*EXERCISE DATA*.
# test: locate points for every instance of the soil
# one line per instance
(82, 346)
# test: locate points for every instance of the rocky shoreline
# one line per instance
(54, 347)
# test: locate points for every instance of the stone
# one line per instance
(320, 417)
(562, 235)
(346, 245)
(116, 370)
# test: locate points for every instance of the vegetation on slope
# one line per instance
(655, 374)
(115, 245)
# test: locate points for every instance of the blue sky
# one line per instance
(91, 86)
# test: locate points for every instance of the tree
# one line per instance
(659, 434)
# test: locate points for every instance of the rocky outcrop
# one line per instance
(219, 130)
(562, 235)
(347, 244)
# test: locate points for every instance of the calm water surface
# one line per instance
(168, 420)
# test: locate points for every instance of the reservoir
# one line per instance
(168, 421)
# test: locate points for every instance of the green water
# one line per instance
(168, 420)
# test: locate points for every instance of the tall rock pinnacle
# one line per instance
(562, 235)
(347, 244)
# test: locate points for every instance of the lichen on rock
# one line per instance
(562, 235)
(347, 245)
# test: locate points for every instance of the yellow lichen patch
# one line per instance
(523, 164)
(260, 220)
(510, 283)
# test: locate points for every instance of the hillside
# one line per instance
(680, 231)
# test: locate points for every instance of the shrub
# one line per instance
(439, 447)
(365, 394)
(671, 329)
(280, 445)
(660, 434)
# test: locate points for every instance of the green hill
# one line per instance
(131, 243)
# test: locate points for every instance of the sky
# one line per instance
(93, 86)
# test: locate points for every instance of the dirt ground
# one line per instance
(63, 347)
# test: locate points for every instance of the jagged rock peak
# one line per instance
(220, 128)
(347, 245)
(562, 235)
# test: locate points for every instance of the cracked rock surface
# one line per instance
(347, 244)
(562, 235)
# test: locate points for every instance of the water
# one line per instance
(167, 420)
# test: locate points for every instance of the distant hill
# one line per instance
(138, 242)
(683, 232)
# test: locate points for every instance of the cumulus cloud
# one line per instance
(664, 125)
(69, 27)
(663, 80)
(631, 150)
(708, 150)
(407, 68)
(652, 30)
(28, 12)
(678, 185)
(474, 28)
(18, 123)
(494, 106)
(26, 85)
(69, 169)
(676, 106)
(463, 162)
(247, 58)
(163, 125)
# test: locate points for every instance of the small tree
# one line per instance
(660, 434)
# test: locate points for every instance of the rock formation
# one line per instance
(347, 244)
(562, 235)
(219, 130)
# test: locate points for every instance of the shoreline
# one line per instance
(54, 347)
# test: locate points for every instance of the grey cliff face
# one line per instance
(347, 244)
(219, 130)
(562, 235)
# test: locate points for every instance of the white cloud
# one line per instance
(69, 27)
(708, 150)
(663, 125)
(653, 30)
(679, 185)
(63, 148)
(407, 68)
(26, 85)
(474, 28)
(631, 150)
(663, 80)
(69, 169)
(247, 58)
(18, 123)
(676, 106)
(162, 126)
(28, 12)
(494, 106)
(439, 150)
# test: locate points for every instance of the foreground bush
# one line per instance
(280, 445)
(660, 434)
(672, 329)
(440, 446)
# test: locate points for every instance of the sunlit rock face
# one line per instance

*WHAT TO PRODUCE*. Turn every item above into a numbered list, one line per entry and no blank lines.

*CORRECT RESPONSE*.
1. # test: locate points for every instance of the soil
2. # one line per instance
3. (82, 346)
4. # test: locate points for every instance of the rocky shoreline
5. # one line per instance
6. (54, 347)
7. # test: locate points for every instance of the stone
8. # one line per instance
9. (320, 417)
10. (562, 235)
11. (346, 245)
12. (116, 370)
13. # test: locate points for every instance of the vegetation on slope
14. # one line per instance
15. (655, 374)
16. (115, 245)
17. # test: locate points for every instance of the blue sky
18. # one line per instance
19. (91, 86)
20. # test: locate points for every instance of the tree
21. # one line per instance
22. (659, 434)
23. # test: locate points for every instance of the rocky outcrop
24. # one line per instance
25. (219, 130)
26. (562, 235)
27. (347, 244)
28. # test: locate points for every instance of the calm water surface
29. # one line per instance
30. (168, 420)
31. # test: locate points for every instance of the reservoir
32. # one line per instance
33. (168, 421)
34. # test: locate points for every instance of the green water
35. # one line per instance
36. (168, 420)
37. # test: locate points for every instance of the tall rock pinnacle
38. # one line per instance
39. (562, 235)
40. (347, 244)
41. # test: locate points for every instance of the lichen on rock
42. # one line per instance
43. (562, 235)
44. (347, 245)
45. # test: locate points for every instance of the yellow lichen patch
46. # one line per instance
47. (523, 164)
48. (260, 220)
49. (510, 283)
50. # test: locate points for every instance of the hillside
51. # one line per instance
52. (680, 231)
53. # test: locate points for every instance of the shrub
54. # one line per instance
55. (439, 447)
56. (365, 394)
57. (671, 329)
58. (280, 445)
59. (660, 434)
60. # test: locate points for every instance of the green hill
61. # one line per instance
62. (131, 243)
63. # test: locate points for every instance of the sky
64. # one line per instance
65. (93, 86)
66. # test: locate points for every instance of the dirt ground
67. # one line per instance
68. (63, 347)
69. # test: locate points for every instance of the jagged rock peak
70. # one line per instance
71. (220, 128)
72. (347, 245)
73. (562, 235)
74. # test: locate points for every instance of the cracked rock surface
75. # one line per instance
76. (347, 244)
77. (562, 235)
78. # test: locate points for every instance of the water
79. # one line per instance
80. (167, 420)
81. # test: locate points for every instance of the distant hill
82. # one line per instance
83. (138, 242)
84. (683, 232)
85. # test: locate points for every instance of the cumulus cloud
86. # one line per instance
87. (664, 125)
88. (69, 27)
89. (663, 80)
90. (631, 150)
91. (708, 150)
92. (407, 68)
93. (652, 30)
94. (28, 12)
95. (678, 185)
96. (474, 28)
97. (18, 123)
98. (494, 106)
99. (26, 85)
100. (69, 169)
101. (676, 106)
102. (463, 162)
103. (247, 58)
104. (163, 125)
105. # test: locate points for every instance of the small tree
106. # one line per instance
107. (660, 434)
108. # test: locate points for every instance of the rock formation
109. # one line per instance
110. (347, 244)
111. (562, 235)
112. (219, 130)
113. # test: locate points for every instance of the shoreline
114. # one line per instance
115. (54, 347)
116. # test: locate points for every instance of the grey cliff face
117. # one line per instance
118. (347, 244)
119. (219, 130)
120. (562, 235)
121. # test: locate points for every instance of the white cloud
122. # one line per instance
123. (69, 27)
124. (708, 150)
125. (663, 125)
126. (653, 30)
127. (679, 185)
128. (63, 148)
129. (407, 68)
130. (26, 85)
131. (474, 28)
132. (631, 150)
133. (663, 80)
134. (69, 169)
135. (247, 58)
136. (18, 123)
137. (676, 106)
138. (162, 126)
139. (28, 12)
140. (494, 106)
141. (439, 150)
142. # test: locate points for every instance of the foreground bush
143. # one line per instance
144. (280, 445)
145. (660, 434)
146. (672, 329)
147. (440, 446)
148. # test: locate points for every instance of the sunlit rock face
149. # one line per instance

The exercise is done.